Your objective >> Could you recast everything from the row containing "# test: pointer marks the lift tower crossarm" down to the last row below as a Markdown table with the columns Row and Text, giving each row's number and its text and leaving out blank lines?

Supplied records start

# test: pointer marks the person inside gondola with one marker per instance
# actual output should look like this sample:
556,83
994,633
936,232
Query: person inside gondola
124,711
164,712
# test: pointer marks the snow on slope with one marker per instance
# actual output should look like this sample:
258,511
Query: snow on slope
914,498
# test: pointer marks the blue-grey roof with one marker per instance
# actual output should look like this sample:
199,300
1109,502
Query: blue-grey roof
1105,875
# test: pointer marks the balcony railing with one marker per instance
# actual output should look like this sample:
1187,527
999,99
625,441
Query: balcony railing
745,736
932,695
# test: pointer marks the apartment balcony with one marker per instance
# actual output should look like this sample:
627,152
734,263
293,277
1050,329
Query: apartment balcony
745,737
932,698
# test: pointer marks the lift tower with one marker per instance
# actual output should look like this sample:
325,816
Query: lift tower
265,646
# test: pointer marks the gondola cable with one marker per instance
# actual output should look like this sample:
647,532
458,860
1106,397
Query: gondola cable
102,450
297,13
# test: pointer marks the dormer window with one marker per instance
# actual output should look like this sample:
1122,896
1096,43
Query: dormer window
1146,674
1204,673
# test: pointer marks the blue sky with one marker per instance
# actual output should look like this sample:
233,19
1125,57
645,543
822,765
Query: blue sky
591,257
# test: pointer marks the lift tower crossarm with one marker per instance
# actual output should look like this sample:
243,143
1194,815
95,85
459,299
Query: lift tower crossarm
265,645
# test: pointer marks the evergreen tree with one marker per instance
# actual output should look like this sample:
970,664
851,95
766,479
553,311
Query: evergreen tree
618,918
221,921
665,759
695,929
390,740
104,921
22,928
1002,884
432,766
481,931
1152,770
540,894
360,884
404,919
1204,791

Supplied records end

Exercise result >>
| Row | Text |
|---|---|
| 1 | # test: pointer marks the lift tower crossarm with one marker per instance |
| 2 | # actual output should look like this sample: |
| 3 | 243,143 |
| 4 | 1194,815 |
| 5 | 95,85 |
| 6 | 459,299 |
| 7 | Query: lift tower crossarm |
| 8 | 265,645 |
| 9 | # test: pointer marks the evergreen tree with one marker per instance |
| 10 | # actual output should look like this sample: |
| 11 | 970,664 |
| 12 | 851,95 |
| 13 | 766,479 |
| 14 | 553,311 |
| 15 | Query: evergreen tree |
| 16 | 618,918 |
| 17 | 221,921 |
| 18 | 665,759 |
| 19 | 695,929 |
| 20 | 390,740 |
| 21 | 104,921 |
| 22 | 22,928 |
| 23 | 1002,884 |
| 24 | 432,766 |
| 25 | 481,931 |
| 26 | 1152,770 |
| 27 | 540,894 |
| 28 | 360,884 |
| 29 | 404,919 |
| 30 | 1204,791 |